O olhar amoroso do Pai

por Papa Francisco


Encontro do Santo Padre com algumas crianças doentes e seus familiares. Capela da Domus Sanctae Marthae. Sexta-feira, 29 de maio de 2015

Boa tarde a todos. Comecemos com uma oração ao Senhor [recitação do Pai-Nosso]. Quando, na catequese, nos ensinaram sobre a Santíssima Trindade, disseram- -nos que era um mistério: sim, há o Pai, o Filho, o Espírito Santo, mas que não se podia compreender tudo isso. É verdade, temos provas de que é verdade, mas compreendê-lo é outra coisa. Temos provas. Também aqui, se olharmos para Jesus, para a Eucaristia, naquele pedaço de pão está Jesus, é verdade. Mas como? Não compreendemos como pode ser... mas é verdade, é Ele. É um mistério, digamos. E assim, se fizermos outras perguntas da catequese, não se podem explicar profundamente, mas temos provas.
Há também uma pergunta cuja explicação não se aprende nas catequeses. “Por que sofrem as crianças?”. É uma pergunta que eu faço muitas vezes também, como muitos de vocês e muitas pessoas: “Por que sofrem as crianças?”. E não há explicações. Também isso é um mistério. Olho para Deus e pergunto: “Mas por quê?”. E olhando para a Cruz: “Por que está ali o teu filho? Por quê?”. É o mistério da Cruz.
Muitas vezes penso em Nossa Senhora, quando lhe restituíram o corpo morto do seu Filho, todo ferido, cuspido, ensanguentado, sujo. E o que fez Nossa Senhora? “Levai-o embora?”. Não, abraçou-o, acariciou-o. Também Nossa Senhora não entendia. Porque ela, naquele momento, recordou o que o Anjo tinha dito a ela: “Ele será Rei, será grande, será profeta...”; e dentro de si, certamente, com aquele corpo tão ferido entre os braços, com tanto sofrimento antes de morrer, certamente dentro de si, teve vontade de dizer ao Anjo: “Mentiroso! Eu fui enganada”. Também ela não tinha respostas.
Quando as crianças crescem, chegam a certa idade e compreendem bem como é o mundo, mais ou menos por volta dos dois anos. E começam a fazer perguntas: “Pai, por quê? Mãe, por quê? Por quê?”. E quando o pai ou a mãe começam a explicar, elas não ouvem. Têm outro “por quê?”. “E por que isto?”. Mas não querem ouvir a explicação. Com este “por quê?” chamam sobre si a atenção do pai ou da mãe. Nós podemos perguntar ao Senhor: “Mas Senhor, por quê? Por que sofrem as crianças? Por que esta criança?”. O Senhor não nos dirá palavras, mas sentiremos o seu o olhar sobre nós e isso nos dará força.

TAREFAS ESCRITAS |
a. Liste os adjetivos que descrevem o corpo do Filho quando foi restituído a Nossa Senhora, segundo o trecho selecionado.
b. De acordo com o trecho selecionado, por volta de que idade as crianças compreendem bem como é o mundo?
c. Dê a continuação do trecho selecionado sobre o olhar amoroso do Pai a partir do ponto em que ele termina.
O material apresentado em seguida é independente do trecho selecionado.

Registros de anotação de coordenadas
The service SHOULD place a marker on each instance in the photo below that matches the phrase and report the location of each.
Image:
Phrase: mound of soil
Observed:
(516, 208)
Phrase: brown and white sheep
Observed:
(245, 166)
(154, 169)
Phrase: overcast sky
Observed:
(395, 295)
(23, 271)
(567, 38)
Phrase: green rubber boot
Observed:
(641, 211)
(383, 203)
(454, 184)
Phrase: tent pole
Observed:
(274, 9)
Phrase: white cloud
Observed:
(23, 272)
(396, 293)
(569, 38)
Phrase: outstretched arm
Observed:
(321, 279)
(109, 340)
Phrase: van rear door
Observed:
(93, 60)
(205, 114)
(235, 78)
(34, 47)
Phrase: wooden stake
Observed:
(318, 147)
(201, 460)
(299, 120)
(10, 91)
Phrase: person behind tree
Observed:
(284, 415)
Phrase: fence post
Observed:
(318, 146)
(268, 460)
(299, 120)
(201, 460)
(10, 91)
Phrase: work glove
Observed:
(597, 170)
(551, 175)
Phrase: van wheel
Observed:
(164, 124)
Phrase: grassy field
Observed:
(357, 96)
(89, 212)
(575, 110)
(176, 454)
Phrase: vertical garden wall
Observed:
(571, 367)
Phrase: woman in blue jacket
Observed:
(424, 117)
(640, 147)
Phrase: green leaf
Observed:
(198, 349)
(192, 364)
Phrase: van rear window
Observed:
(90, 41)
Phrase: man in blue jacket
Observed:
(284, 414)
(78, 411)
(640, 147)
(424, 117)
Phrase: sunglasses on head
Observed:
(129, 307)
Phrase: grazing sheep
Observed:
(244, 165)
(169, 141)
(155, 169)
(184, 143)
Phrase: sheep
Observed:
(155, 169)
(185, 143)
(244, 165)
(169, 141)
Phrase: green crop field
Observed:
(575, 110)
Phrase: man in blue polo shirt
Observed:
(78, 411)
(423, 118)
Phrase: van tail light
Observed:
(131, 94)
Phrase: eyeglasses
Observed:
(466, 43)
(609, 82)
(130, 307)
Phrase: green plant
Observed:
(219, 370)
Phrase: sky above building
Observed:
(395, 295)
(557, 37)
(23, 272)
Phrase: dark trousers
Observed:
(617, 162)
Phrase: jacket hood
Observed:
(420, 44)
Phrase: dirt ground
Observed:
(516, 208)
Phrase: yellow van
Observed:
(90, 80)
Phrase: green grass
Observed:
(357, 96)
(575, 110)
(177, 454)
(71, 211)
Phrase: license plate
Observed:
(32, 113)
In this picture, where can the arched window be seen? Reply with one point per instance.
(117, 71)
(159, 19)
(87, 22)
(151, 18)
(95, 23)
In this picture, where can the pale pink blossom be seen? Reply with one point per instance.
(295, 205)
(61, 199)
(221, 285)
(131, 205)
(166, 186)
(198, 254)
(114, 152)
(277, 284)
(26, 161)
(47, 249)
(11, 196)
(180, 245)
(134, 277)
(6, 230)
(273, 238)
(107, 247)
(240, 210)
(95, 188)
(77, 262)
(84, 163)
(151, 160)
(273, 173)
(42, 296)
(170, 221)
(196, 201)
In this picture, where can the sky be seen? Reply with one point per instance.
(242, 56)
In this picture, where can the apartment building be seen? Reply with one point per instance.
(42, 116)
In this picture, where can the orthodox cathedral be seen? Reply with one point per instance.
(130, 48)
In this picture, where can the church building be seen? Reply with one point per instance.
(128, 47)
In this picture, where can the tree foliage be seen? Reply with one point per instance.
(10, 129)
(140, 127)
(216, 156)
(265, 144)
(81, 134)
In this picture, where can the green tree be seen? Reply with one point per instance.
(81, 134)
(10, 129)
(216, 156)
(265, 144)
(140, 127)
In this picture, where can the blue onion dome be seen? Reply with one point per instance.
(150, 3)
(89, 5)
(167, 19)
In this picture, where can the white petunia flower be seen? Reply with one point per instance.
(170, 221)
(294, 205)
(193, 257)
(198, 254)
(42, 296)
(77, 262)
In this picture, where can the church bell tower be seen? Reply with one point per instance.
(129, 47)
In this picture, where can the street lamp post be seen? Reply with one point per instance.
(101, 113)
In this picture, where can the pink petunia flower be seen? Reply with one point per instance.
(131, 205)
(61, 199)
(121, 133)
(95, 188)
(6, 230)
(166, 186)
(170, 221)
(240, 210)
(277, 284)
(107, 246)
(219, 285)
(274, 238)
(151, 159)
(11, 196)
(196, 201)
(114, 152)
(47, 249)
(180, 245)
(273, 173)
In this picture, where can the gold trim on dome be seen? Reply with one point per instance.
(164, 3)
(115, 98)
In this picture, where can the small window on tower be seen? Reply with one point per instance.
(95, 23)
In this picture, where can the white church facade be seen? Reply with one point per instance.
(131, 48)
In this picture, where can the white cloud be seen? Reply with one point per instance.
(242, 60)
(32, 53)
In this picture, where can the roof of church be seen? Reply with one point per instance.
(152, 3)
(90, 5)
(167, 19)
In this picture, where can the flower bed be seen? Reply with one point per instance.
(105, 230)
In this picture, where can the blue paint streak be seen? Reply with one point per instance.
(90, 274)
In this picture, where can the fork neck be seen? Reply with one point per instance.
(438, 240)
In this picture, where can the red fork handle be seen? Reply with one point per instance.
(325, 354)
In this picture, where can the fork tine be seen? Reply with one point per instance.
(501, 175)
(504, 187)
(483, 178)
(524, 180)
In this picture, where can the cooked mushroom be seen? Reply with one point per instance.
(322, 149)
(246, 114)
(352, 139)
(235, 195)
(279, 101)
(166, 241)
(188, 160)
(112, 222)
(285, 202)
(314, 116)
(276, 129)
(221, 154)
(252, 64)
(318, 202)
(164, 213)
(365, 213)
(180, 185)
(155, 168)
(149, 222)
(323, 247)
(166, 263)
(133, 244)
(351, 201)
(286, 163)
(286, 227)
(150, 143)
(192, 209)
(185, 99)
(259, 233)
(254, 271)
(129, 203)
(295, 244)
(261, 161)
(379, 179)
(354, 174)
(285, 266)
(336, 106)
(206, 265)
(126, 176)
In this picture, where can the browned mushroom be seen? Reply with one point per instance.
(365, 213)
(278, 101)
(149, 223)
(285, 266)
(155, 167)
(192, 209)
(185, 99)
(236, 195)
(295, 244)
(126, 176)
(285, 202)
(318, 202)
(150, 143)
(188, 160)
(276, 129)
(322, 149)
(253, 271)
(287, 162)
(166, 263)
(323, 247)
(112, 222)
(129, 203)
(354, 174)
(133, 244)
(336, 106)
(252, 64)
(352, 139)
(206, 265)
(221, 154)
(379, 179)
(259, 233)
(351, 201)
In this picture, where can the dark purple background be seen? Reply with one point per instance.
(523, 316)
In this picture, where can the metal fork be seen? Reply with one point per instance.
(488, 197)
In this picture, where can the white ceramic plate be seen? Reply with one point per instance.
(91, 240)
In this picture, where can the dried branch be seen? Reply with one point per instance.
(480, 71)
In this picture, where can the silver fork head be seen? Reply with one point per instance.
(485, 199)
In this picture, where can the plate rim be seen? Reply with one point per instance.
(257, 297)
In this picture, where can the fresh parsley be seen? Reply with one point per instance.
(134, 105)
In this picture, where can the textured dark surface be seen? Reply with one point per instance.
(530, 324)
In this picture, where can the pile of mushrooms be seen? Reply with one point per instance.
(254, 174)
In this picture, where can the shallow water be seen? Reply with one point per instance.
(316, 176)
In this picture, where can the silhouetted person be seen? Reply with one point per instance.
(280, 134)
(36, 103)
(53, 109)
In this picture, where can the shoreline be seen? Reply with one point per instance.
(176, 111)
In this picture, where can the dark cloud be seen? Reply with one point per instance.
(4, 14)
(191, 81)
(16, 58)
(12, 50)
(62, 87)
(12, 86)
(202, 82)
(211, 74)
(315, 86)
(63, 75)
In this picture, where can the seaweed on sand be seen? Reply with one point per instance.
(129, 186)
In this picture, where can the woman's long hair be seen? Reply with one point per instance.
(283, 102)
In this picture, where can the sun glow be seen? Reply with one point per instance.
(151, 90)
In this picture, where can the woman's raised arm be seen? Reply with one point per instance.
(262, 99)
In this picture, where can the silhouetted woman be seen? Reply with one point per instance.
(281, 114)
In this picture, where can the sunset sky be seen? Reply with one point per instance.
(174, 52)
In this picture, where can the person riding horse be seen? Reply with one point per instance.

RESPOSTAS FINAIS |
a. ferido, cuspido, ensanguentado, sujo

b. Mais ou menos por volta dos dois anos.

c.
Não tenham medo de perguntar, até de desafiar o Senhor. “Por quê?”. Talvez nunca tenhamos explicação alguma, mas o seu olhar de Pai lhes dará força para ir em frente. E lhes dará também aquela sensação estranha da qual falou este irmão na sua dupla experiência: um sentimento diverso, um sentimento estranho [o Papa refere-se ao testemunho que o pai de uma criança doente tinha acabado de apresentar]. E talvez esse sentimento de ternura pelo seu filho doente seja a explicação, porque é o olhar do Pai. Não tenham medo de perguntar a Deus: “Por quê?”, desafiá-lo: “Por quê?”, estejam sempre com o coração aberto para receber o seu olhar de Pai. A única explicação que poderá dar a vocês será: “Meu Filho também sofreu”. Mas aquela é a explicação. O mais importante é o olhar. E a nossa força está ali: no olhar amoroso do Pai.
“Mas o senhor que é Bispo – pode fazer a pergunta – estudou tanta teologia, não tem mais nada a nos dizer?”. Não. A Trindade, a Eucaristia, a graça de Deus, o sofrimento das crianças são um mistério. E só podemos entrar no mistério se o Pai olhar para nós com amor. Verdadeiramente eu não sei o que lhe dizer porque sinto muita admiração pela sua fortaleza, pela sua coragem. Você disse que o aconselharam o aborto. Disse: “Não, que nasça, tem direito a viver”. Nunca, nunca se resolve um problema eliminando uma pessoa. Nunca. Este é o regulamento dos mafiosos: “Há um problema, eliminemos este...”. Nunca.
Eu os acompanho tal como sou, como sinto. E, sinceramente, a minha não é uma compaixão momentânea, não. Acompanho-os com o coração neste caminho, que é feito de coragem, que é um caminho de cruz, e também um percurso que me faz bem, o exemplo de vocês me faz bem. E agradeço-os por serem tão corajosos. Muitas vezes, na minha vida, fui covarde, e o exemplo de vocês fez-me bem, faz-me bem. Por que sofrem as crianças? É um mistério. É preciso chamar Deus como a criança chama o seu pai e diz: “Por quê? Por quê?”, atrair o olhar de Deus, a única coisa que nos dirá é: “Olha para o meu Filho, também Ele”.

O fato de que num mundo no qual é normal viver a cultura do descartável, o que não está bem se descarta, vocês vivem essa situação assim, permito-me dizê-lo – mas não pretendo fazer um elogio, não, digo-o de coração – isto é heroicidade. Vocês são os pequenos heróis da vida. Eu senti muitas vezes a grande preocupação de pais e mães como vocês e estou certo de que é a de vocês: que [o meu filho] não fique sozinho na vida, que [a minha filha] não fique sozinha na vida. Talvez seja a única ocasião na qual os pais pedem ao Senhor que chame primeiro o filho, para que não fique sozinho na vida. E isto é amor.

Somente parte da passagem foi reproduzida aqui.